## Location identification entries:

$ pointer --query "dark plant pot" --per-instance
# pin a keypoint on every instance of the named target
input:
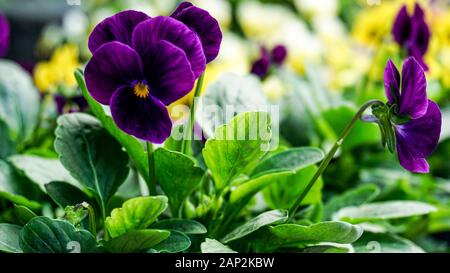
(27, 18)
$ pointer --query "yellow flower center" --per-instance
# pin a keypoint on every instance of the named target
(141, 90)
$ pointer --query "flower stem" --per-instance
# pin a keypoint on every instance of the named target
(151, 169)
(186, 144)
(331, 154)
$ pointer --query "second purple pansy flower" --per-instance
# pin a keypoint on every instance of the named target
(141, 64)
(417, 137)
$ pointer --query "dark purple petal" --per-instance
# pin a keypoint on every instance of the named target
(4, 36)
(118, 27)
(413, 96)
(175, 32)
(392, 82)
(261, 67)
(168, 72)
(418, 138)
(279, 54)
(147, 119)
(113, 65)
(206, 27)
(402, 26)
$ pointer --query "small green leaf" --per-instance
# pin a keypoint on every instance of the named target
(44, 235)
(383, 211)
(137, 213)
(177, 176)
(283, 192)
(267, 218)
(214, 246)
(293, 235)
(237, 147)
(137, 240)
(177, 242)
(292, 159)
(64, 194)
(354, 197)
(182, 225)
(23, 214)
(91, 155)
(9, 238)
(385, 243)
(134, 148)
(41, 170)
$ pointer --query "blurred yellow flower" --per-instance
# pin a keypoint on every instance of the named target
(59, 70)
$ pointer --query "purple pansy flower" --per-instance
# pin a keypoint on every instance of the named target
(418, 136)
(412, 33)
(4, 36)
(202, 23)
(139, 66)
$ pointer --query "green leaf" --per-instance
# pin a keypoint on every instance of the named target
(274, 168)
(9, 238)
(137, 240)
(293, 235)
(23, 214)
(41, 170)
(182, 225)
(237, 147)
(361, 134)
(267, 218)
(65, 194)
(292, 159)
(14, 187)
(283, 192)
(44, 235)
(383, 211)
(137, 213)
(354, 197)
(385, 243)
(19, 104)
(214, 246)
(91, 155)
(177, 242)
(177, 176)
(134, 148)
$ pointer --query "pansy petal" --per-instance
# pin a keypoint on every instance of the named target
(418, 165)
(118, 27)
(168, 72)
(392, 82)
(413, 96)
(4, 36)
(419, 137)
(175, 32)
(113, 65)
(146, 119)
(206, 27)
(402, 26)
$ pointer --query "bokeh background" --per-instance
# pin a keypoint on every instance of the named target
(336, 54)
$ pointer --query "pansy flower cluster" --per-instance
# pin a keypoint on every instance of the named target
(142, 64)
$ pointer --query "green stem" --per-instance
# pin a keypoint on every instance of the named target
(331, 154)
(186, 144)
(151, 169)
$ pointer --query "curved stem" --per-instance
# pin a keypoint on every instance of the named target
(186, 144)
(151, 169)
(331, 154)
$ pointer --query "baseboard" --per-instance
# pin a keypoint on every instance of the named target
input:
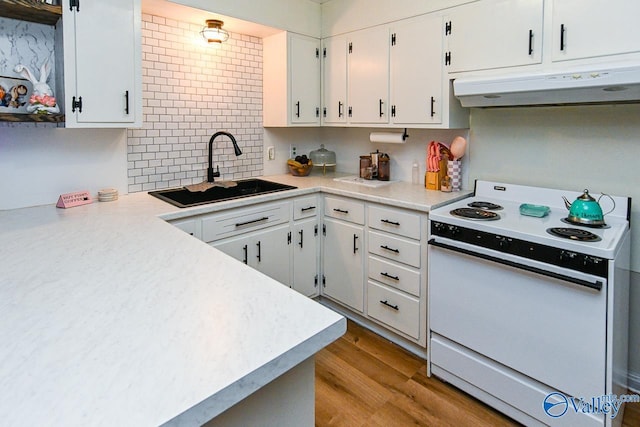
(634, 382)
(374, 327)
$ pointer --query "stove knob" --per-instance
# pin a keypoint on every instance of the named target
(567, 256)
(503, 243)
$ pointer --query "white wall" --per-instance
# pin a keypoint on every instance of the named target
(299, 16)
(37, 164)
(594, 147)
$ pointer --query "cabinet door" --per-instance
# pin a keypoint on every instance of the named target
(494, 34)
(102, 65)
(416, 71)
(592, 28)
(369, 75)
(236, 247)
(271, 254)
(334, 53)
(304, 65)
(344, 263)
(267, 251)
(305, 257)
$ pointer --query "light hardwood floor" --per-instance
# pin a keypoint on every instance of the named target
(364, 380)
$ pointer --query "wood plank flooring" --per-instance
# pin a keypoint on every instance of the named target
(364, 380)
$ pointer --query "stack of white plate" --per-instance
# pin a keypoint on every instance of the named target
(107, 195)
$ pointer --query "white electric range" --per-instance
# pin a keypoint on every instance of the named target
(527, 320)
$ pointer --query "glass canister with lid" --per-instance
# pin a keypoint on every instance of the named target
(323, 158)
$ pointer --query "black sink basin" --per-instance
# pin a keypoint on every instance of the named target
(184, 198)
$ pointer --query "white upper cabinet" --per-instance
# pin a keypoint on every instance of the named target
(102, 64)
(594, 28)
(291, 80)
(334, 88)
(494, 34)
(416, 71)
(368, 75)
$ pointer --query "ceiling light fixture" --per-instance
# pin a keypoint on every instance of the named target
(213, 32)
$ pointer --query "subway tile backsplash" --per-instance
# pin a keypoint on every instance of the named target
(190, 91)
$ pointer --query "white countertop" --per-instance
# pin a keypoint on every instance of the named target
(111, 316)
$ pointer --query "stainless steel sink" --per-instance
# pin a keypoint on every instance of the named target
(184, 198)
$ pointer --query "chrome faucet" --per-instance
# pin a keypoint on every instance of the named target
(210, 173)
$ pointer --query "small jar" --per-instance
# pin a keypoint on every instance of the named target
(365, 163)
(384, 167)
(445, 184)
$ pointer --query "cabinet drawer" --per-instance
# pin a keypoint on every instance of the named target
(395, 248)
(393, 308)
(348, 210)
(395, 275)
(242, 220)
(305, 207)
(189, 225)
(394, 221)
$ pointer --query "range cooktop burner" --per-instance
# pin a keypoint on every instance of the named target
(574, 234)
(566, 221)
(475, 214)
(485, 205)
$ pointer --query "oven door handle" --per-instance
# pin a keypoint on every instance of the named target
(597, 285)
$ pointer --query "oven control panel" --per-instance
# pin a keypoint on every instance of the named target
(548, 254)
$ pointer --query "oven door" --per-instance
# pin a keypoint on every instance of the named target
(545, 322)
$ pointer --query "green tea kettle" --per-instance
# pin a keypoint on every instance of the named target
(586, 210)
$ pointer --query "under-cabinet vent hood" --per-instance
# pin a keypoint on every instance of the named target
(585, 86)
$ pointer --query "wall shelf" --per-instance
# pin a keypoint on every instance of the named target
(30, 10)
(44, 118)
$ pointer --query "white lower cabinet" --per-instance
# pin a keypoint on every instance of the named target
(306, 246)
(394, 308)
(366, 257)
(265, 250)
(344, 263)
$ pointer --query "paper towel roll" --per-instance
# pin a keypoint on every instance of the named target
(387, 137)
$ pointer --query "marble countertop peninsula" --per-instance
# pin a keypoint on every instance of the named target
(111, 316)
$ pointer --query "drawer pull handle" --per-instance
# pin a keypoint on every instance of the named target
(397, 251)
(390, 276)
(386, 302)
(242, 224)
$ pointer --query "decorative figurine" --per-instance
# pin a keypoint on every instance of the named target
(42, 100)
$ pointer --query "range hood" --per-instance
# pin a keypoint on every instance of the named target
(584, 86)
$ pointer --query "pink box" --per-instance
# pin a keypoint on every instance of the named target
(77, 198)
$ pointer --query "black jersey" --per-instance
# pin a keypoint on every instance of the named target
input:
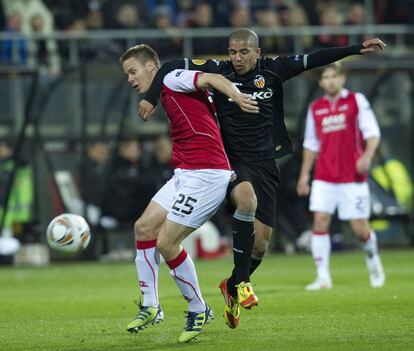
(247, 136)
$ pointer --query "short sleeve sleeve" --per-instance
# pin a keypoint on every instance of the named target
(180, 80)
(311, 141)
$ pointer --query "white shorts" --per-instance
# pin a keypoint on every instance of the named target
(351, 199)
(191, 197)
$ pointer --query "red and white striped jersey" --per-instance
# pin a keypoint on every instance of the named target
(337, 130)
(195, 134)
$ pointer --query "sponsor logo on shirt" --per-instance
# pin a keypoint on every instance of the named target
(199, 62)
(322, 111)
(343, 107)
(334, 123)
(259, 81)
(260, 95)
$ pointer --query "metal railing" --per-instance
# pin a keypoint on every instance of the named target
(400, 35)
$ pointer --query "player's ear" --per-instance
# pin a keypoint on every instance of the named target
(150, 66)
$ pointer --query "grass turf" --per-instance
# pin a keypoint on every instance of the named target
(86, 306)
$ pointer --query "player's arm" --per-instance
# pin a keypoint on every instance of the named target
(218, 82)
(326, 56)
(311, 147)
(369, 128)
(287, 67)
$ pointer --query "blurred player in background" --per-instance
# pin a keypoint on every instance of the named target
(341, 135)
(253, 142)
(201, 177)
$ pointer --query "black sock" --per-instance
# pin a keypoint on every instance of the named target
(254, 263)
(243, 240)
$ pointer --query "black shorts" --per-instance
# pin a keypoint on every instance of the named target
(264, 176)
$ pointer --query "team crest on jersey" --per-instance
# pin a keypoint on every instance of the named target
(259, 81)
(198, 62)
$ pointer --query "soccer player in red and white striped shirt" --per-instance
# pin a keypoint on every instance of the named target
(201, 177)
(341, 137)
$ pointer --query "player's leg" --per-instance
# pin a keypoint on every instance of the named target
(261, 244)
(244, 199)
(368, 240)
(355, 207)
(322, 203)
(147, 259)
(265, 178)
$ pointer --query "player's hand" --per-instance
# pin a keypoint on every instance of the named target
(145, 109)
(372, 45)
(303, 188)
(363, 164)
(246, 103)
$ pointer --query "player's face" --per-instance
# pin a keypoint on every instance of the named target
(332, 82)
(139, 76)
(242, 56)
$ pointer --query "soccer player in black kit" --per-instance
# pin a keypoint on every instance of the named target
(252, 143)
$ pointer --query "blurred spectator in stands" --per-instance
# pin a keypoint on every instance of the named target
(203, 17)
(43, 53)
(330, 18)
(153, 5)
(13, 51)
(37, 18)
(240, 17)
(2, 18)
(311, 11)
(98, 50)
(356, 16)
(299, 18)
(170, 46)
(67, 13)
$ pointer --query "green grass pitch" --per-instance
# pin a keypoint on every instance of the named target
(86, 306)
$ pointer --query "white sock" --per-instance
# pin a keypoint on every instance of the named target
(321, 251)
(183, 271)
(147, 263)
(370, 246)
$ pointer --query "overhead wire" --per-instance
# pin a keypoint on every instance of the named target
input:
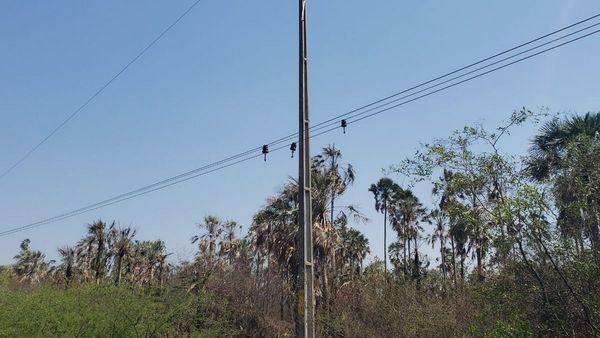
(99, 91)
(247, 155)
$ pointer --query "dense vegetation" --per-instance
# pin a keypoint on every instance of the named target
(518, 242)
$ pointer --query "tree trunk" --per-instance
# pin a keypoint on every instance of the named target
(385, 238)
(453, 260)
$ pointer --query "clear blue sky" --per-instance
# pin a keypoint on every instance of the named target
(225, 79)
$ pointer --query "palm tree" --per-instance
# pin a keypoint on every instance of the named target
(122, 248)
(338, 176)
(356, 248)
(207, 242)
(230, 245)
(384, 192)
(440, 219)
(30, 265)
(411, 213)
(548, 147)
(94, 249)
(68, 261)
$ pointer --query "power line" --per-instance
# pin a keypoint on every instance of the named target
(247, 155)
(335, 119)
(99, 91)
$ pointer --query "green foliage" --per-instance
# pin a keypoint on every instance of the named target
(106, 311)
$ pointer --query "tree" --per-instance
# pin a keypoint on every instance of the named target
(122, 249)
(94, 249)
(68, 261)
(440, 219)
(356, 248)
(207, 242)
(30, 265)
(384, 192)
(548, 148)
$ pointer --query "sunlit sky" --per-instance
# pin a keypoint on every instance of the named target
(225, 79)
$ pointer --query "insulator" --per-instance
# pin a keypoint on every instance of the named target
(265, 150)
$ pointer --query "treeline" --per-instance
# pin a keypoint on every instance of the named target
(518, 240)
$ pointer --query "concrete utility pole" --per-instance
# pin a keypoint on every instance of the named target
(305, 323)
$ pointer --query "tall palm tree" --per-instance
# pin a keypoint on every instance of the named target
(212, 227)
(122, 248)
(68, 261)
(356, 248)
(440, 219)
(384, 192)
(339, 176)
(94, 249)
(30, 265)
(548, 146)
(230, 245)
(412, 212)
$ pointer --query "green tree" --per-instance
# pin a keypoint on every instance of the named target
(384, 192)
(30, 265)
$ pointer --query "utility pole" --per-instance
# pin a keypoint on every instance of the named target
(305, 323)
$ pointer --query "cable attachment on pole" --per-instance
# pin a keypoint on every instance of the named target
(265, 151)
(344, 125)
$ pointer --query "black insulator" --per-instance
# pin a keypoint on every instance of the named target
(265, 150)
(293, 148)
(344, 125)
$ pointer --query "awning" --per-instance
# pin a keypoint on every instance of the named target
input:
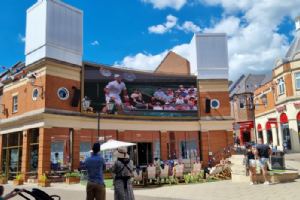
(114, 144)
(246, 125)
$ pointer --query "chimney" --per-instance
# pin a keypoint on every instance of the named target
(297, 23)
(54, 30)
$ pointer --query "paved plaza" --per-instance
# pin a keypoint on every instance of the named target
(208, 191)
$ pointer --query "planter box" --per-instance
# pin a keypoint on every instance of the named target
(44, 183)
(108, 175)
(3, 181)
(18, 182)
(72, 180)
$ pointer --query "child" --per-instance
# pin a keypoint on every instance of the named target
(9, 195)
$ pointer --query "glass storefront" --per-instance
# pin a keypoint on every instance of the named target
(12, 153)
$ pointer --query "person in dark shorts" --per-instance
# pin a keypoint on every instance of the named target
(264, 152)
(251, 162)
(95, 189)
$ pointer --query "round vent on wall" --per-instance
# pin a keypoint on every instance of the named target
(215, 104)
(63, 93)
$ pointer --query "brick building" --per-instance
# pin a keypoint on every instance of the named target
(278, 121)
(41, 100)
(242, 105)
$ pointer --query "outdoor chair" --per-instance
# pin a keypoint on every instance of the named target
(196, 169)
(151, 174)
(137, 178)
(164, 173)
(179, 171)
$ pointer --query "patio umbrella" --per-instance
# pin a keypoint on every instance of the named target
(114, 144)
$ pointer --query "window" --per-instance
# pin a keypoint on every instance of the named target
(35, 94)
(281, 86)
(15, 104)
(297, 80)
(242, 102)
(215, 104)
(63, 93)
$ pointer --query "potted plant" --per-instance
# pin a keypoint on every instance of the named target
(19, 180)
(72, 177)
(44, 181)
(3, 179)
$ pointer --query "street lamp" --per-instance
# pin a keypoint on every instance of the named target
(32, 77)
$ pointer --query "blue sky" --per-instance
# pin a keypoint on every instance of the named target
(138, 33)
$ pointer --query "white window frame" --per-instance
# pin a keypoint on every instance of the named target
(15, 105)
(297, 79)
(281, 86)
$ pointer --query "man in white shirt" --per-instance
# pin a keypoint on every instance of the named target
(114, 89)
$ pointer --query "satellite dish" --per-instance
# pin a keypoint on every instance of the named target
(129, 76)
(105, 72)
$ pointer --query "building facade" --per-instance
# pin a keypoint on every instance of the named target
(277, 122)
(243, 107)
(43, 119)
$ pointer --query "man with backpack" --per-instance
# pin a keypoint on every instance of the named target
(95, 165)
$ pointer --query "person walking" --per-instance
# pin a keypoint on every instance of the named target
(251, 163)
(122, 173)
(95, 189)
(264, 153)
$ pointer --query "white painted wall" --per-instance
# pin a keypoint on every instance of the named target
(210, 55)
(54, 30)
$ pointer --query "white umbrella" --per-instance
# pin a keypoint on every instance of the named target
(114, 144)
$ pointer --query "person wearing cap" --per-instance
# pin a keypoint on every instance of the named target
(122, 173)
(113, 90)
(95, 165)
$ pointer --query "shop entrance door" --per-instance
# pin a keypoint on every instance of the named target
(144, 153)
(12, 162)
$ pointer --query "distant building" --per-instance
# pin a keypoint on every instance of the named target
(278, 122)
(52, 103)
(242, 105)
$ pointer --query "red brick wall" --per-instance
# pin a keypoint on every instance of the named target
(223, 97)
(52, 85)
(25, 102)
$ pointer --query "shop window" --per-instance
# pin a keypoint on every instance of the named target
(12, 154)
(33, 135)
(188, 149)
(281, 86)
(297, 80)
(15, 104)
(242, 102)
(85, 148)
(57, 155)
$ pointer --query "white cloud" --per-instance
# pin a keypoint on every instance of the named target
(230, 25)
(254, 42)
(189, 26)
(162, 4)
(146, 61)
(21, 38)
(165, 27)
(171, 23)
(95, 43)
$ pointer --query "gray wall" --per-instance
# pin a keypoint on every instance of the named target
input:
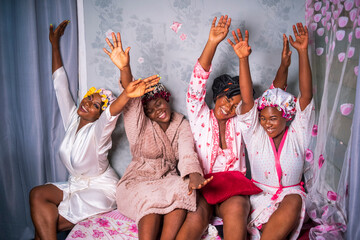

## SET TASK:
Pick out every line of the records above that contains the word "hood", and copy each one. Case counts.

## EXERCISE RESULT:
$ pointer --query "under-cabinet vent hood" --per-instance
$ pointer --query "range hood" --per-instance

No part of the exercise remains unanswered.